▸ Stated exercise
Copy each line of the data below verbatim, with no changes.

-- START --

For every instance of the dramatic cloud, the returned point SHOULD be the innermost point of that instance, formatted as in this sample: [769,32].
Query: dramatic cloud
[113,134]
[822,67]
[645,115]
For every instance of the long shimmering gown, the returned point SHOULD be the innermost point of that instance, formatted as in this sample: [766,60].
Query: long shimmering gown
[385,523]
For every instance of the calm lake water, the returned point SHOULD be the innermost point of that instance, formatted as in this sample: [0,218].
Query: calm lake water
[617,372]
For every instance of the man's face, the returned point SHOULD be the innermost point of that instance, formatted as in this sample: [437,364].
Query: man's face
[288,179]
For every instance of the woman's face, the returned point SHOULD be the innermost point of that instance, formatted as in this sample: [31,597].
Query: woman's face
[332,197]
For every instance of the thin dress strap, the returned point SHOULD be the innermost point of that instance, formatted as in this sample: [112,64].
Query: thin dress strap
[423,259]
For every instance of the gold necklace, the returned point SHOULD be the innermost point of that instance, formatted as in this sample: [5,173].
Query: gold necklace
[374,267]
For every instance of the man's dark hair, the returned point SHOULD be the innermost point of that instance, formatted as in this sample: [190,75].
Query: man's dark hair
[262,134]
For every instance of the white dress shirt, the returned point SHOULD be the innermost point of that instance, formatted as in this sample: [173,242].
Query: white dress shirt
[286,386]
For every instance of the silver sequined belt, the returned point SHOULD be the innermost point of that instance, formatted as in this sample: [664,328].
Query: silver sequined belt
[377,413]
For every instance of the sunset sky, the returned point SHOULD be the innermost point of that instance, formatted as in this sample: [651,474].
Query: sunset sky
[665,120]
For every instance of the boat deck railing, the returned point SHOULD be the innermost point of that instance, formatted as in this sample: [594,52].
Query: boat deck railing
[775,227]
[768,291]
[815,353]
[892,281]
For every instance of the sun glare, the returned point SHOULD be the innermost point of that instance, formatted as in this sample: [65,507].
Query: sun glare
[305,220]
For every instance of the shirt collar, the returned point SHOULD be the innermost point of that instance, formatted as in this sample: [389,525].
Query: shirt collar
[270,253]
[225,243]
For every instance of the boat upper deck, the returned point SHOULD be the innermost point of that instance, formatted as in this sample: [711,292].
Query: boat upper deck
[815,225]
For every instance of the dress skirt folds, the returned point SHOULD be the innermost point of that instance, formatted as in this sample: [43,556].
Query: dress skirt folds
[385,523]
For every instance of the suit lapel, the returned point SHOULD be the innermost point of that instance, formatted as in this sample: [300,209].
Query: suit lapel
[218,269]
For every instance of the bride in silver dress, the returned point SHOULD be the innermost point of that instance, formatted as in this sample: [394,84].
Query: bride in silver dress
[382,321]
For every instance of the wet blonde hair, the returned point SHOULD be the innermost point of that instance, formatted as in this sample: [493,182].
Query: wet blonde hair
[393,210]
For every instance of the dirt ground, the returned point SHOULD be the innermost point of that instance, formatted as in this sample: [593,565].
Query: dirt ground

-- END --

▸ Answer in full
For every instance of the dramatic cloud, the returned point SHOULD be the innermost point of that instance, formatted as in this sample: [769,32].
Query: dramatic cloud
[113,134]
[822,67]
[645,115]
For every instance of the long shimmering gown, the returned point SHOULD be the innermost point of that instance, formatted as in this sample: [766,60].
Query: long shimmering gown
[385,523]
For every instance of the calm lake water, the returned point SHOULD be the innermost point of that instance, formatted as in this sample: [0,218].
Query: calm lake water
[617,372]
For every instance of the man's face, the returned point SHOULD be the innermost point of that instance, formatted as in this sample: [437,364].
Query: man's face
[288,179]
For every instance of the woman's face, the returned point SHOULD be the innermost point of that instance, formatted as in this sample: [31,597].
Query: woman's face
[332,197]
For every instance of the thin dress strap, the returned point SHOULD be the innermost point of that instance, formatted as in this sample: [112,64].
Query: thin dress strap
[423,259]
For every instance of the gold necklace, the returned point SHOULD be the innermost point of that instance, formatted as in this sample: [5,173].
Query: gold necklace
[374,267]
For every instance of the man's dark hair, the returned point SHOULD be the innermost point of that instance, formatted as in this sample: [190,75].
Query: man's dark hair
[262,134]
For every instance of the white dress shirt, the returned point SHOULD be the innermost point of that instance, formatted as in this sample: [173,242].
Query: white dress shirt
[286,386]
For every instance of the silver sequined belt, the returned point SHOULD be the innermost point of that instance, formatted as in this sample: [664,328].
Query: silver sequined belt
[377,413]
For every instance of the sunset sky, the returned point SHOULD be the innermost point of that instance, formatted as in this sample: [651,474].
Query: sunset sky
[665,120]
For every instance of the boat deck railing, the returned point SHOULD be the innermost point of that instance, formatted as in this sample: [594,52].
Query: boat deck railing
[775,227]
[768,291]
[815,353]
[892,281]
For every instance of the sun glare, the returned point SHOULD be the innermost point of that instance, formatted as in this sample: [65,507].
Query: sun glare
[305,220]
For every instance of the shirt collar, the returned point SHOULD be the innermost point of that instance, formatted as in this sample: [389,525].
Query: shirt collar
[270,253]
[225,243]
For every instance of the boat upper deck, the returned point SHOULD be the innermost point of that instance, formatted as in this sample: [711,292].
Query: boat upper deck
[815,225]
For every instance of the dress skirt folds, the returned point SHOULD be the innermost point of that instance, formatted as in this sample: [43,556].
Query: dress skirt folds
[385,523]
For every instance of the suit lapel, the returned point SHOULD be the innermost point of that instance, formatted as in this sample: [300,209].
Query: suit lapel
[218,269]
For every instance of the bride in silver dress, the returned point SHOULD be the innermost point of that instance, formatted as in this sample: [394,84].
Query: bride in silver dress
[382,321]
For every instance of the wet blonde hair, the returned point SHOULD be the innermost point of that instance, formatted as in this sample: [493,182].
Query: wet blonde hair
[393,210]
For every instance of the dirt ground, the returned point SHOULD be the innermost point of that instance, formatted as in this sample: [593,565].
Query: dirt ground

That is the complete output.